Answer these questions from the passage on inheritance tax:
1. Up to what rate can the tax rise in France?
2. In what year was the first form of Inheritance Tax introduced in the UK?
3. How much does Inheritance Tax raise today in the UK?

**Text block:**
=======
Most developed economies have some form of “death tax”, For example Spain has a progressive tax rising to 34% and in France it can rise to 45% (the USA does not have a Federal Inheritance Tax – Only six states impose a tax on inherited assets).
The first form of Inheritance Tax in the UK was introduced in 1694 to help finance the UK’s involvement in the War of the League of Augsburg and like most taxes once introduced it was never repealed. However, it wasn’t until 1919 that the duty payable rose to 40% and then only on estates valued over £2,000,000 (circa £35,500,000 in today’s money), so only for the truly wealthy. And, I guess that this is the problem we have today. Our current Inheritance Tax regime catches too many people who just happen to live in an area with high property prices. I also understand the argument about unearned wealth but Inheritance Tax today raises circa £7.2bn or roughly 0.3% of national income. To put this in context the UK Government spent £111bn servicing debt in 2022/2023. Those with significant wealth and resources generally manage their affairs in such a way that they pay little or no tax at all.
=======
(Records from a data source)
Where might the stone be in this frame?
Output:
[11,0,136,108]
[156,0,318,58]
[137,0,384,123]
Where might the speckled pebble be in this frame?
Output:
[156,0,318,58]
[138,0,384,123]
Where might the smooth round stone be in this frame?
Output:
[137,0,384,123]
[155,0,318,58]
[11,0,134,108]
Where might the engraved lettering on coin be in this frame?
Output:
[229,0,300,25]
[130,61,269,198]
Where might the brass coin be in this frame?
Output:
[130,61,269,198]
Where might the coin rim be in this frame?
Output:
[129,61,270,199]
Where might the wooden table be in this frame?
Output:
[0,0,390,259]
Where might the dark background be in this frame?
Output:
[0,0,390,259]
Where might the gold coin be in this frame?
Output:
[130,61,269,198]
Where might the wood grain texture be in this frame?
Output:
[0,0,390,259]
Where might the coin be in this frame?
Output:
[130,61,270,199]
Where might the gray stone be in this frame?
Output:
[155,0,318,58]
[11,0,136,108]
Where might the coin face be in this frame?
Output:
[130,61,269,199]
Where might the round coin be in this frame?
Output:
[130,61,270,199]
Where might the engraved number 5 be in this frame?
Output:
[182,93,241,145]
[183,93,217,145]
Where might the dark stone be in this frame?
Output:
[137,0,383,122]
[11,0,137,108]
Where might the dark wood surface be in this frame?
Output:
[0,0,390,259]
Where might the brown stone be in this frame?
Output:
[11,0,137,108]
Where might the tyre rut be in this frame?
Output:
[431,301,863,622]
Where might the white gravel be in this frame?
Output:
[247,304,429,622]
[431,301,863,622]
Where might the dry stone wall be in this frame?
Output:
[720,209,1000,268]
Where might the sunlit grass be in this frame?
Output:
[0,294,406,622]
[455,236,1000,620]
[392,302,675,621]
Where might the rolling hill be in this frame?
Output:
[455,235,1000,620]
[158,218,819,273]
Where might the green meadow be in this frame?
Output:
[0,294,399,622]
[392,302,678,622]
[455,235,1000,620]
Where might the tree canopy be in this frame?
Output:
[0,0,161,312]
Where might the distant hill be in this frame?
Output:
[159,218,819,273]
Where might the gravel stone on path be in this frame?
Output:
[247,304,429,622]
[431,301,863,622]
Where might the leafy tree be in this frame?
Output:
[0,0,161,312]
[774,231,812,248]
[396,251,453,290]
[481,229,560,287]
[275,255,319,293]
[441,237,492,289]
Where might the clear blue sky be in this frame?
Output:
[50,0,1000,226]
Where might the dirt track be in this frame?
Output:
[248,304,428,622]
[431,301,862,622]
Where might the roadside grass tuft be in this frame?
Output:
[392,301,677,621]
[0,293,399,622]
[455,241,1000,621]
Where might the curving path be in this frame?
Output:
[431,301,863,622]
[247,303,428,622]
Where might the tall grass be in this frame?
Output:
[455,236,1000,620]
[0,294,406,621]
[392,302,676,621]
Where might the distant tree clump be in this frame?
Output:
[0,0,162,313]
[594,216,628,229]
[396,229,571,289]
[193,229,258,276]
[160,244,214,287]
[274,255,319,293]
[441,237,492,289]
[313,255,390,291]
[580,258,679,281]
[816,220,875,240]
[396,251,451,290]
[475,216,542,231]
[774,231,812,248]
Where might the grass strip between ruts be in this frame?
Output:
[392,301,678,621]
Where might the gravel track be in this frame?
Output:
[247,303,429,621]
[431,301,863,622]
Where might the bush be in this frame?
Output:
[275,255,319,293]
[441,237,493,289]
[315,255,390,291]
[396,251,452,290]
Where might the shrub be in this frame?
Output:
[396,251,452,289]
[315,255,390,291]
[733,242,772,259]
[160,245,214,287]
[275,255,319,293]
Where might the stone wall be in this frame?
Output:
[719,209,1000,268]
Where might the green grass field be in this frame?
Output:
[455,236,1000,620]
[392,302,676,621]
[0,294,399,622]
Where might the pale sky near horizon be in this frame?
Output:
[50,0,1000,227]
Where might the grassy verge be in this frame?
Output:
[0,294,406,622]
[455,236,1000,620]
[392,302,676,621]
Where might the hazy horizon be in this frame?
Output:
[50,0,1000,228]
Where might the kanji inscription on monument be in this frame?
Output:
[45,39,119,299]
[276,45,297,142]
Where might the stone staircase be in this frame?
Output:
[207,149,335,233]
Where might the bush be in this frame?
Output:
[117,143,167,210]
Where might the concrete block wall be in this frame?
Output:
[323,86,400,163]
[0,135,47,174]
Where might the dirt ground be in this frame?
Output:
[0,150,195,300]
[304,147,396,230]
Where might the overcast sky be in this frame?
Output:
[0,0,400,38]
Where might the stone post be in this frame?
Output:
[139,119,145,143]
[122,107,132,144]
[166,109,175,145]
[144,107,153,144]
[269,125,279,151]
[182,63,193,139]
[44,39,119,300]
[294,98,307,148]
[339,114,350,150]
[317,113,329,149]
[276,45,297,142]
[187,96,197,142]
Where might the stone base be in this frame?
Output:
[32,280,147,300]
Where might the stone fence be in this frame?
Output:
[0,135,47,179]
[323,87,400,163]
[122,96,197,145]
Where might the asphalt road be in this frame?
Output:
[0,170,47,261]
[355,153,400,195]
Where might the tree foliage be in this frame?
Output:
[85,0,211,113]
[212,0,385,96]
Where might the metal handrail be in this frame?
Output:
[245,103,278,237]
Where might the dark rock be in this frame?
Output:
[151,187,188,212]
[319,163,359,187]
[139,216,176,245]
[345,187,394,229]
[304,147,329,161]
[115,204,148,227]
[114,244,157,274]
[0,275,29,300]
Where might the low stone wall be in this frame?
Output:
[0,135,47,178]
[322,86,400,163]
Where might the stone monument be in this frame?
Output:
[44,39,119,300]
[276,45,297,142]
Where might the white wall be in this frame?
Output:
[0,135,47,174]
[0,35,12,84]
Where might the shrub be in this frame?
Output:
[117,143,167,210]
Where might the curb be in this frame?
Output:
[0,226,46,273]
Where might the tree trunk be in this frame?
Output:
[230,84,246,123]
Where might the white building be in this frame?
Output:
=======
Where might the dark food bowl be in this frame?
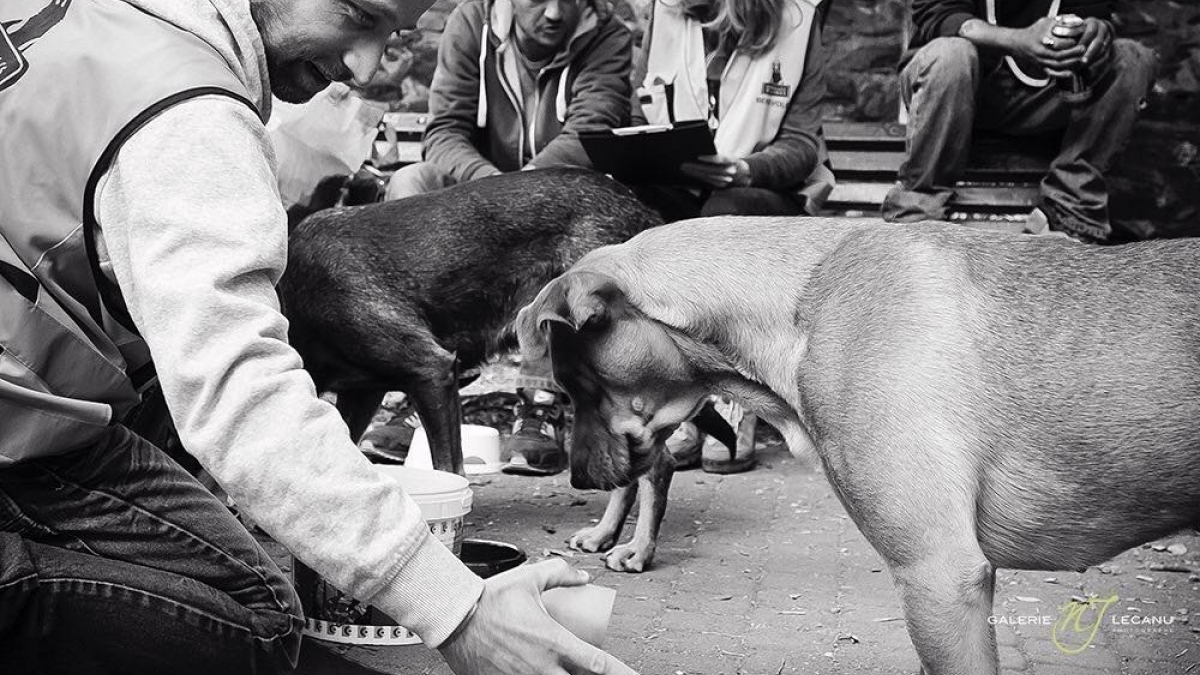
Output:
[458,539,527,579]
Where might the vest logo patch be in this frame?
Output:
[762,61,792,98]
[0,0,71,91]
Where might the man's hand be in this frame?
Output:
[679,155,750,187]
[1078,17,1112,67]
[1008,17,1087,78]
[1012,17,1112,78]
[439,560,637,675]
=======
**Written solution:**
1. 45%
2. 1694
3. Circa £7.2bn, or roughly 0.3% of national income